Not only do we have a lot of data, we also have a lot of different and new types of data: text, video, web search logs, sensor data, financial transactions and credit card payments etc. In the world of ‘Big Data’ we talk about the 4 Vs that characterize big data:

  • Volume – the vast amounts of data generated every second
  • Velocity – the speed at which new data is generated and moves around (credit card fraud detection is a good example where millions of transactions are checked for unusual patterns in almost real time)
  • Variety – the increasingly different types of data (from financial data to social media feeds, from photos to sensor data, from video capture to voice recordings)
  • Veracity – the messiness of the data (just think of Twitter posts with hash tags, abbreviations, typos and colloquial speech)

So, we have a lot of data, in different formats, that is often fast moving and of varying quality – why would that change the world? The reason the world will change is that we now have the technology to bring all of this data together and analyze it.

In the past we had traditional database and analytics tools that couldn’t deal with extremely large, messy, unstructured and fast moving data. Without going into too much detail, we now have software like Hadoop and others which enable us to analyze large, messy and fast moving volumes of structured and unstructured data. It does it by breaking the task up between many different computers (which is a bit like how Google breaks up the computation of its search function). As a consequence of this, companies can now bring together these different and previously inaccessible data sources to generate impressive results. Let’s look at some real examples of how big data is used today to make a difference:

  • The FBI is combining data from social media, CCTV cameras, phone calls and texts to track down criminals and predict the next terrorist attack.

(Dataset records)

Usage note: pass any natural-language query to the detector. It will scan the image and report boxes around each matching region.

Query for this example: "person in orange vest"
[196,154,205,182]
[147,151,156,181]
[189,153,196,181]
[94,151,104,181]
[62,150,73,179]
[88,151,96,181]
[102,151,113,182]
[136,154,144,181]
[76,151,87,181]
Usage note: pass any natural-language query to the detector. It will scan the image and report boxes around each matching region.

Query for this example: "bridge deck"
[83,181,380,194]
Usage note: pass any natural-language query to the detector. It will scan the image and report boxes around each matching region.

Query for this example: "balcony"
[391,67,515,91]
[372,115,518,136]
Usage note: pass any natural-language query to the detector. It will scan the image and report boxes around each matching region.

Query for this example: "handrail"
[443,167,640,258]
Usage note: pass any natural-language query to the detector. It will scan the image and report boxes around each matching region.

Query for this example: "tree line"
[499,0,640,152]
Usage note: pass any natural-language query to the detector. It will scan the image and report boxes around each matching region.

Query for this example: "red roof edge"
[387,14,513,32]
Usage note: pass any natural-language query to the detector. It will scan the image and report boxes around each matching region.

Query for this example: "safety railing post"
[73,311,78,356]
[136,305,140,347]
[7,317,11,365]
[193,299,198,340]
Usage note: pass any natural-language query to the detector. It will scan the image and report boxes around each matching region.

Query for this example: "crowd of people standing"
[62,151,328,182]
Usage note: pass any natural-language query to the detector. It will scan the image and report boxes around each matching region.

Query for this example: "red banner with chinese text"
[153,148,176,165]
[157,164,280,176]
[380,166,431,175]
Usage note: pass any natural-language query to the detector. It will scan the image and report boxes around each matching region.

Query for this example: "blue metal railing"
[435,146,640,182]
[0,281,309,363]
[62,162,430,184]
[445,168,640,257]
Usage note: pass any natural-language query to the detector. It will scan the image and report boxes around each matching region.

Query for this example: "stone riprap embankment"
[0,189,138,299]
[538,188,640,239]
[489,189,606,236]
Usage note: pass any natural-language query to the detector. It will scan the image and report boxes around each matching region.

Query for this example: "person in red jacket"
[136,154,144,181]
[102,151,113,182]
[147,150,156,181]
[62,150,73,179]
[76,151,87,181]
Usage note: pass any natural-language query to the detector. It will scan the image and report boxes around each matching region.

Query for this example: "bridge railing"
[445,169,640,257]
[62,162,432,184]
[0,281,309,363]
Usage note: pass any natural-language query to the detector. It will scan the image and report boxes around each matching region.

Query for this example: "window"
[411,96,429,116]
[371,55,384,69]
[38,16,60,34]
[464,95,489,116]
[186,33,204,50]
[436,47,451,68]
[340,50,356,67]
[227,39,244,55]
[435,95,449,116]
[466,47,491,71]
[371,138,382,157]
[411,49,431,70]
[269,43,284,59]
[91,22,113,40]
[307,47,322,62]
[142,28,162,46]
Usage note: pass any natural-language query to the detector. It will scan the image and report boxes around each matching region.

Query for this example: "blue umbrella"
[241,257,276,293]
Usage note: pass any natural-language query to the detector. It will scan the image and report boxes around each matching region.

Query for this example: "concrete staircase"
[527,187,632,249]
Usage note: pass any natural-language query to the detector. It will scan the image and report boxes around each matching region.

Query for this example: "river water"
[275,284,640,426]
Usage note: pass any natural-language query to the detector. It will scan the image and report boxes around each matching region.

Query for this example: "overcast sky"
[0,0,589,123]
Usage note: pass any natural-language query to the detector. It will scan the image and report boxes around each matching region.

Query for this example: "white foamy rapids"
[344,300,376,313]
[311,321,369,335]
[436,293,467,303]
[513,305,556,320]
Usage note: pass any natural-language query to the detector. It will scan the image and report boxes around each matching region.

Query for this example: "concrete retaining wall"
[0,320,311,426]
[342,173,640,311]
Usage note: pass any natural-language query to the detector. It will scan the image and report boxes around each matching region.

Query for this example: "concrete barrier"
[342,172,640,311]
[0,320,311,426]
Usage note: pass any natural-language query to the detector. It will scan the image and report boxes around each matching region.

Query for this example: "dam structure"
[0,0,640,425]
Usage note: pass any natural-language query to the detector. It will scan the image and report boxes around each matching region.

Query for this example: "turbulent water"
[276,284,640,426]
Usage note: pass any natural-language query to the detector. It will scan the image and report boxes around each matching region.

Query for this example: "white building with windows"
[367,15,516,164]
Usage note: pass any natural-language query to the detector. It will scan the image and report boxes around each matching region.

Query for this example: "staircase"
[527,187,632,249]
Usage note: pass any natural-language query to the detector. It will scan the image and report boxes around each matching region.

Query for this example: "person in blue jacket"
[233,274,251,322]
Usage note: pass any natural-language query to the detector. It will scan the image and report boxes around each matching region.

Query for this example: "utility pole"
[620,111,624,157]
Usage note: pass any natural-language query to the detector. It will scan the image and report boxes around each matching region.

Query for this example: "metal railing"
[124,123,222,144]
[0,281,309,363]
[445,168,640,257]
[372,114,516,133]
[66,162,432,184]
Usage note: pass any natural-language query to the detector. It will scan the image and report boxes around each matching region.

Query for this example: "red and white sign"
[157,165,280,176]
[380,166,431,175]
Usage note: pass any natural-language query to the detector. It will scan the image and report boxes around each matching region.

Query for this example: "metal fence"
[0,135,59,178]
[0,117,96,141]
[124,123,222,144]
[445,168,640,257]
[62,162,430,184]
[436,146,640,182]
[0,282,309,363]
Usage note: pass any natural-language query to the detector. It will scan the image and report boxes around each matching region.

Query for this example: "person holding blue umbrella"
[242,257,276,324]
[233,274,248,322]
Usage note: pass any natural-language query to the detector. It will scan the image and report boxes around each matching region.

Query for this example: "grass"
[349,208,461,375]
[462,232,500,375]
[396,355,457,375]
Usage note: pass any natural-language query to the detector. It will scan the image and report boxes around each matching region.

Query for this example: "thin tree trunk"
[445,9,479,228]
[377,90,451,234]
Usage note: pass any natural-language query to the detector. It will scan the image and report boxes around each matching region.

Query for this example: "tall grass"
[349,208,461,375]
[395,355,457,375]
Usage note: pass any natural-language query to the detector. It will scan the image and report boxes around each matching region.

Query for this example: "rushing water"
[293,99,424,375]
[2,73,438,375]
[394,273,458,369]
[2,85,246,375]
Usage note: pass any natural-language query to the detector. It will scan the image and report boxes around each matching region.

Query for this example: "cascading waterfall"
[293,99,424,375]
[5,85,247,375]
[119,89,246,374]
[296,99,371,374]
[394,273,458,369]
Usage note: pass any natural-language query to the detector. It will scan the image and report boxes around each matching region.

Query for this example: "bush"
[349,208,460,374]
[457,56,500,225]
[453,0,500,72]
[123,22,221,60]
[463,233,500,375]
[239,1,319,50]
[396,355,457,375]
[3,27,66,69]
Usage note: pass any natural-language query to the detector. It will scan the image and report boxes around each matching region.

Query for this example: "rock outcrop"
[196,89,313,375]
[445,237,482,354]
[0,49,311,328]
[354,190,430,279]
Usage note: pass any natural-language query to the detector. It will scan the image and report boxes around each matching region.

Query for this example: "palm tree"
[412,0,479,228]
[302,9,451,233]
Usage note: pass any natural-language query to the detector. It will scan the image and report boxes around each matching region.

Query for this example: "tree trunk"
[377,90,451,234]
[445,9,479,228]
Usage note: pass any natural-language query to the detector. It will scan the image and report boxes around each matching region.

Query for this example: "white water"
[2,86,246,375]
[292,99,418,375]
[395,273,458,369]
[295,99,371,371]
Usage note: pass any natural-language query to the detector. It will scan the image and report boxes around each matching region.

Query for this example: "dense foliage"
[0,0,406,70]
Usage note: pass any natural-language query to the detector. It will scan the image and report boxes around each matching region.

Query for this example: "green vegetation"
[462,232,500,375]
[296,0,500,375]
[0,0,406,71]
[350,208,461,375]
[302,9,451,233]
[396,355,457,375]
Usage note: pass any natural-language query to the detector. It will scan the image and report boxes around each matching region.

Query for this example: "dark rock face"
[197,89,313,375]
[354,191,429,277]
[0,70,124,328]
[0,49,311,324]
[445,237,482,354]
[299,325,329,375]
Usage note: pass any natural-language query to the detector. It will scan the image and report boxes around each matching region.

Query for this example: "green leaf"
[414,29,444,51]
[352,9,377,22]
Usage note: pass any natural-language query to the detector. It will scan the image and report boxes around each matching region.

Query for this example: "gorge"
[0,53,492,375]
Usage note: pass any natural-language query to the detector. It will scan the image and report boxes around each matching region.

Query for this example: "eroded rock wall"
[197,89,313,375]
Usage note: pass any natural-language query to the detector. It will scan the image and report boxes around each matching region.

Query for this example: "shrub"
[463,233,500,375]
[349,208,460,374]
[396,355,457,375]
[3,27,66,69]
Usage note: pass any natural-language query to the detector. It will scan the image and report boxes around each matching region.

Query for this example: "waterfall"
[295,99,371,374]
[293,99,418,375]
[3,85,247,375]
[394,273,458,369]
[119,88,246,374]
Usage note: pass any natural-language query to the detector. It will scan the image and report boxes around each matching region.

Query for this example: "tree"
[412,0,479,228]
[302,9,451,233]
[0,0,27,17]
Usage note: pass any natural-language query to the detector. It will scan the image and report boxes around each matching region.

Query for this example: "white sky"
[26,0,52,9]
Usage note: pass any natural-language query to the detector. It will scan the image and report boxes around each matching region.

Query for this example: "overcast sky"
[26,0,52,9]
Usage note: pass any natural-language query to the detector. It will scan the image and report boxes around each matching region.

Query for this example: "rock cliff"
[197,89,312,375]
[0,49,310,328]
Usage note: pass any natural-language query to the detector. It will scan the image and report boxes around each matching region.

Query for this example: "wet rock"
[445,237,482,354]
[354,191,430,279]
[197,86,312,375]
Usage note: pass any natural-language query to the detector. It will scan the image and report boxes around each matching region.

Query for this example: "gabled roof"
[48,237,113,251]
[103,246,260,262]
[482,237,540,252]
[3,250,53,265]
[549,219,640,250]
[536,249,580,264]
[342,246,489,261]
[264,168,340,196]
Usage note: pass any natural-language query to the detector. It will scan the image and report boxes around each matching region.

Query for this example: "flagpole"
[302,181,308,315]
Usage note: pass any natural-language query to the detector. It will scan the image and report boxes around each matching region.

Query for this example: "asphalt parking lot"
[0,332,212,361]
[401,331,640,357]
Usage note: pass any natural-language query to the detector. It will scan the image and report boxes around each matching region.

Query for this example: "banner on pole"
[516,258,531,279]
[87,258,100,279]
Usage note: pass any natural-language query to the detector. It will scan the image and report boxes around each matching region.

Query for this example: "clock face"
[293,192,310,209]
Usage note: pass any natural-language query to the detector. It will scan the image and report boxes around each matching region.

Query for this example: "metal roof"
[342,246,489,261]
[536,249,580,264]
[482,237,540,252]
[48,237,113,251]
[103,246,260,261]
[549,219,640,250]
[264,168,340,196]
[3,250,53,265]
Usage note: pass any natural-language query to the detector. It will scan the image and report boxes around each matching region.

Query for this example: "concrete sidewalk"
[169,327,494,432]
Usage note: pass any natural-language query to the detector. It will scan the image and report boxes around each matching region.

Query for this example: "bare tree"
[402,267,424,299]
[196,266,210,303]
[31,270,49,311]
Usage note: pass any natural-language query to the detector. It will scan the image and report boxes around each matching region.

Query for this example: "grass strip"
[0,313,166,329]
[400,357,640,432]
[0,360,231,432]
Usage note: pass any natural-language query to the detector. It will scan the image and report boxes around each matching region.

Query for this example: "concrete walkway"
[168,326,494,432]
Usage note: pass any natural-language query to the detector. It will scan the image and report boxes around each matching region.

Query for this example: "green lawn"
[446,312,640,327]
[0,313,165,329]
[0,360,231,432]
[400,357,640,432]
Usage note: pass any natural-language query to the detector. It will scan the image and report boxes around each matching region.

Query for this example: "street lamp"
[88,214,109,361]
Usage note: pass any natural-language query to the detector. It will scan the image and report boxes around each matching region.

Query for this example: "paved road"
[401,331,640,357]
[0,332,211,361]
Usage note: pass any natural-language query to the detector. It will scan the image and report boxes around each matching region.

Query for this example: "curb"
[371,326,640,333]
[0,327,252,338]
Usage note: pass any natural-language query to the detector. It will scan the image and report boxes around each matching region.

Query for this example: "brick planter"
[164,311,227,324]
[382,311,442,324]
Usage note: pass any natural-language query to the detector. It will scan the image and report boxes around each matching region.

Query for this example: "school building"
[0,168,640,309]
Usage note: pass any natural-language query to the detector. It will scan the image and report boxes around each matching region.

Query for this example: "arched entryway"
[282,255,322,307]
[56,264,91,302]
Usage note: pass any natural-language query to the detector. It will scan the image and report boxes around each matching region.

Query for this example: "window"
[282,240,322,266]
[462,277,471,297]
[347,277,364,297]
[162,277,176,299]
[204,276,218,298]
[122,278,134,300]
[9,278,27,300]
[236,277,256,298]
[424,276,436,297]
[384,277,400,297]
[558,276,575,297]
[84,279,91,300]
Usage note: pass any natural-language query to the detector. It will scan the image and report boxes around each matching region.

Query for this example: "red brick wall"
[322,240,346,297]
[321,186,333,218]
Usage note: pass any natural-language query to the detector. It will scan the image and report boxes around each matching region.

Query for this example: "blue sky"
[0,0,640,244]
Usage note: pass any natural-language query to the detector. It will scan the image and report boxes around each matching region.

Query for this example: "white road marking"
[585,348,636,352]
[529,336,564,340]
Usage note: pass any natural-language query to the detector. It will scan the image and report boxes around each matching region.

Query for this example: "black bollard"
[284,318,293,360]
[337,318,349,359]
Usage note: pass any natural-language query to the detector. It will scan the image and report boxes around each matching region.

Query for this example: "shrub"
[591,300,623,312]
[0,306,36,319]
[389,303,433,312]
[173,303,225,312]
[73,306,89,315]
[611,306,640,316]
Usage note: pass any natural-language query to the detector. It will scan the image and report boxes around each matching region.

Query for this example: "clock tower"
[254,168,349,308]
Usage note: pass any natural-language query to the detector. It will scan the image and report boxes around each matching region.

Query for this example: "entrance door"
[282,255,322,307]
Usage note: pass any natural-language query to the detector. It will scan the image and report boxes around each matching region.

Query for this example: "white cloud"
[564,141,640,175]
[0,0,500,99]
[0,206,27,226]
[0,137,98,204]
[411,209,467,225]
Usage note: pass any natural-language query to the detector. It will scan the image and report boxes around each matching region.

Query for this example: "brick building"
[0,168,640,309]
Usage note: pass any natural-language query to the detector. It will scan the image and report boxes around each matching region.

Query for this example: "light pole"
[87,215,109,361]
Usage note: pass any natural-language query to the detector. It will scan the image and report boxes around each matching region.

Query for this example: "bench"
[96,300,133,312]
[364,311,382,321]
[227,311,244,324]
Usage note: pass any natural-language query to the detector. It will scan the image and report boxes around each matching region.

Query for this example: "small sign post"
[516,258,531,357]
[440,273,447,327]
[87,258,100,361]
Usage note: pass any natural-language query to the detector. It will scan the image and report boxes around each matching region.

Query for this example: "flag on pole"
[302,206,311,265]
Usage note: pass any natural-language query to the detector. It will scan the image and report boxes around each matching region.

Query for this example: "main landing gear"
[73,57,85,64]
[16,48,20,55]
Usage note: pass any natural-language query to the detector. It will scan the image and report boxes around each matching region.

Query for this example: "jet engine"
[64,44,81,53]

_WORK TASK 1_.
Using the text on big data, decide whether each statement agrees with it. Answer yes or no for each, and quote the deciding words.
(a) Velocity refers to the messiness of the data.
(b) Hadoop works by dividing a task among many different computers.
(c) The FBI draws on data from social media and CCTV cameras.
_WORK TASK 2_.
List the four Vs that the text on big data says characterize big data.
_WORK TASK 3_.
Continue the text on big data from its last sentence.

_TASK RESULT 1_.
(a) No: "Veracity – the messiness of the data"
(b) Yes: "It does it by breaking the task up between many different computers"
(c) Yes: "The FBI is combining data from social media, CCTV cameras, phone calls and texts"

_TASK RESULT 2_.
Volume, Velocity, Variety, Veracity

_TASK RESULT 3_.
  • Facebook is using face recognition tools to compare the photos you have up-loaded with those of others to find potential friends of yours (see my post on how Facebook is exploiting your private information using big data tools).
  • Politicians are using social media analytics to determine where they have to campaign the hardest to win the next election.
  • Video analytics and sensor data of Baseball or Football games is used to improve performance of players and teams. For example, you can now buy a baseball with over 200 sensors in it that will give you detailed feedback on how to improve your game.
  • Artists like Lady Gaga are using data of our listening preferences and sequences to determine the most popular playlist for her live gigs.
  • Google’s self-driving car is analyzing a gigantic amount of data from sensor and cameras in real time to stay on the road safely.
  • The GPS information on where our phone is and how fast it is moving is now used to provide live traffic up-dates.
  • Companies are using sentiment analysis of Facebook and Twitter posts to determine and predict sales volume and brand equity.
  • Supermarkets are combining their loyalty card data with social media information to detect and leverage changing buying patterns. For example, it is easy for retailers to predict that a woman is pregnant simply based on the changing buying patterns. This allows them to target pregnant women with promotions for baby related goods.
  • A hospital unit that looks after premature and sick babies is generating a live steam of every heartbeat. It then analyses the data to identify patterns. Based on the analysis the system can now detect infections 24hrs before the baby would show any visible symptoms, which allows early intervention and treatment.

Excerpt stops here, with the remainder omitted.